**EXTRAIT DU TEXTE**
= = = = = = =

Pour le chef de l’État « il est trop tôt aujourd’hui pour dire si on va vers des reconfinements locaux ou plus larges », car il faut attendre « le milieu de la semaine prochaine (pour avoir) une vision plus claire de l’impact des mesures » prises. Mais en tout état de cause, il faudra vivre avec le virus « au mieux jusqu’à l’été 2021 », a-t-il averti.

Le premier ministre Jean Castex avait déjà prévenu jeudi en annonçant l’extension du couvre-feu à 38 nouveaux départements que si l’épidémie n’était pas jugulée, le gouvernement devrait « envisager des mesures beaucoup plus dures ». À partir de la nuit de vendredi à samedi, ce sont 46 millions de Français qui vont être concernés, y compris dans certaines zones rurales à faible densité de population.

La plus haute juridiction administrative du pays, le Conseil d’État, saisie en urgence, a validé vendredi l’imposition du couvre-feu, estimant qu’il ne portait pas « une atteinte manifestement illégale aux libertés fondamentales ».

Pour la suite « tout est sur la table », a estimé vendredi sur BFM TV le Pr Arnaud Fontanet, membre du Conseil scientifique qui guide le gouvernement, expliquant que « le virus circule plus vite qu’au printemps », mais qu’il s’agit « exactement » du même coronavirus, avec « la même distribution d’âge » et « les mêmes symptômes ».

= = = = = = =

**CONSIGNES DE L'EXERCICE**
1: D'après l'extrait sur le couvre-feu, à combien de nouveaux départements Jean Castex a-t-il étendu le couvre-feu jeudi ?
2: Poursuivez l'extrait sur le couvre-feu à la suite de sa dernière phrase.

= = = = = = =

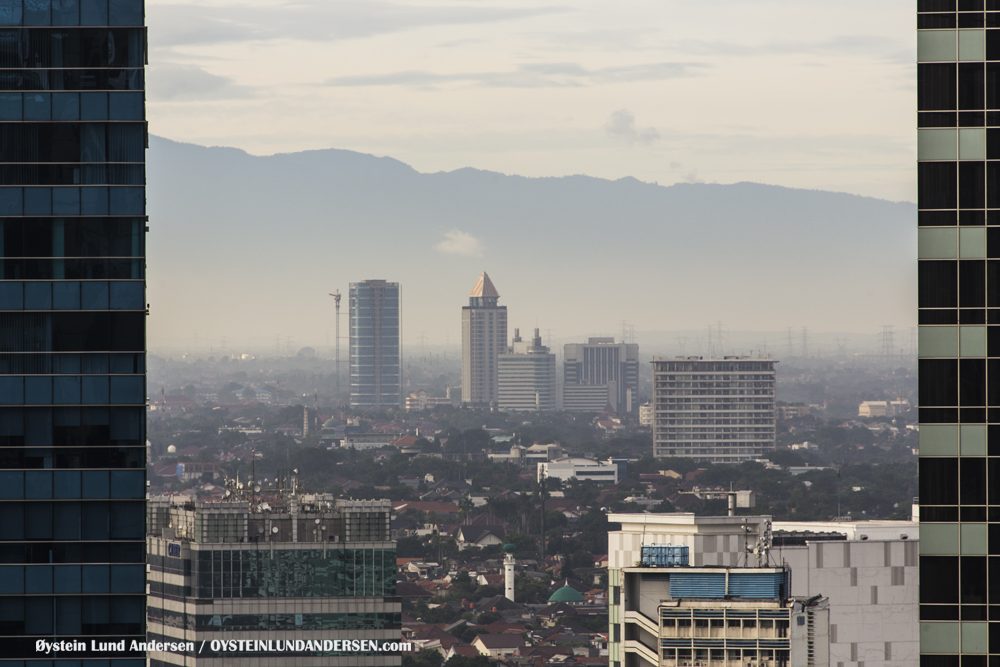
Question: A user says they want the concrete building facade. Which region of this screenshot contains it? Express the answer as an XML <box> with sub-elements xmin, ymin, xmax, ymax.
<box><xmin>536</xmin><ymin>457</ymin><xmax>624</xmax><ymax>484</ymax></box>
<box><xmin>462</xmin><ymin>271</ymin><xmax>507</xmax><ymax>406</ymax></box>
<box><xmin>608</xmin><ymin>513</ymin><xmax>920</xmax><ymax>667</ymax></box>
<box><xmin>147</xmin><ymin>494</ymin><xmax>401</xmax><ymax>667</ymax></box>
<box><xmin>563</xmin><ymin>337</ymin><xmax>639</xmax><ymax>412</ymax></box>
<box><xmin>608</xmin><ymin>560</ymin><xmax>830</xmax><ymax>667</ymax></box>
<box><xmin>350</xmin><ymin>280</ymin><xmax>400</xmax><ymax>408</ymax></box>
<box><xmin>497</xmin><ymin>329</ymin><xmax>556</xmax><ymax>412</ymax></box>
<box><xmin>653</xmin><ymin>357</ymin><xmax>776</xmax><ymax>463</ymax></box>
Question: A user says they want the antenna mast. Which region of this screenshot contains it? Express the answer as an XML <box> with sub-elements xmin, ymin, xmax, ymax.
<box><xmin>330</xmin><ymin>290</ymin><xmax>340</xmax><ymax>394</ymax></box>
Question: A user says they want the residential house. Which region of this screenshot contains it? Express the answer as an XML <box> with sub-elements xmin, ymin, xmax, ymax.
<box><xmin>472</xmin><ymin>635</ymin><xmax>524</xmax><ymax>658</ymax></box>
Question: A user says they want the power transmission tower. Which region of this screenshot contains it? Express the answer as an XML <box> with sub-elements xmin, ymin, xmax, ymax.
<box><xmin>879</xmin><ymin>324</ymin><xmax>896</xmax><ymax>362</ymax></box>
<box><xmin>417</xmin><ymin>331</ymin><xmax>427</xmax><ymax>357</ymax></box>
<box><xmin>836</xmin><ymin>336</ymin><xmax>850</xmax><ymax>354</ymax></box>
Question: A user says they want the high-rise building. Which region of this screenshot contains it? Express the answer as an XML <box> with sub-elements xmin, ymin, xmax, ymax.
<box><xmin>462</xmin><ymin>271</ymin><xmax>507</xmax><ymax>406</ymax></box>
<box><xmin>917</xmin><ymin>0</ymin><xmax>1000</xmax><ymax>667</ymax></box>
<box><xmin>653</xmin><ymin>357</ymin><xmax>775</xmax><ymax>463</ymax></box>
<box><xmin>148</xmin><ymin>484</ymin><xmax>401</xmax><ymax>667</ymax></box>
<box><xmin>350</xmin><ymin>280</ymin><xmax>400</xmax><ymax>408</ymax></box>
<box><xmin>0</xmin><ymin>0</ymin><xmax>147</xmax><ymax>667</ymax></box>
<box><xmin>497</xmin><ymin>329</ymin><xmax>556</xmax><ymax>412</ymax></box>
<box><xmin>563</xmin><ymin>338</ymin><xmax>639</xmax><ymax>412</ymax></box>
<box><xmin>608</xmin><ymin>513</ymin><xmax>922</xmax><ymax>667</ymax></box>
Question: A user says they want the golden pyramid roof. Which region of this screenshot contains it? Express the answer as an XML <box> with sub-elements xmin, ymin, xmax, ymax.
<box><xmin>469</xmin><ymin>271</ymin><xmax>500</xmax><ymax>297</ymax></box>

= = = = = = =

**RÉPONSES ATTENDUES**
1: À 38 nouveaux départements.

2:
Un confinement « général, je n’espère pas parce qu’on fait tout pour l’éviter, local ça fait partie des options », a poursuivi l’épidémiologiste.

Nettoyer la boue

« Il y a eu la perception, depuis quelques mois, que soit la deuxième vague n’existait pas, soit que c’était une vaguelette. La situation est l’inverse : il est possible que la deuxième vague soit pire que la première », a estimé Martin Hirsch, directeur général de l’Assistance publique-Hôpitaux de Paris (AP-HP), sur RTL.

L’âge médian des personnes malades de la COVID-19 et admises en réanimation dans les hôpitaux de l’AP-HP est de 62 ans, a-t-il précisé.

La situation dans l’établissement visité par M. Macron est encore « gérable », avec 10 des 25 lits de réanimation occupés par des malades de la COVID-19, a expliqué le Pr Devaud. « Mais cela s’accélère au niveau national de manière inquiétante », a estimé le médecin.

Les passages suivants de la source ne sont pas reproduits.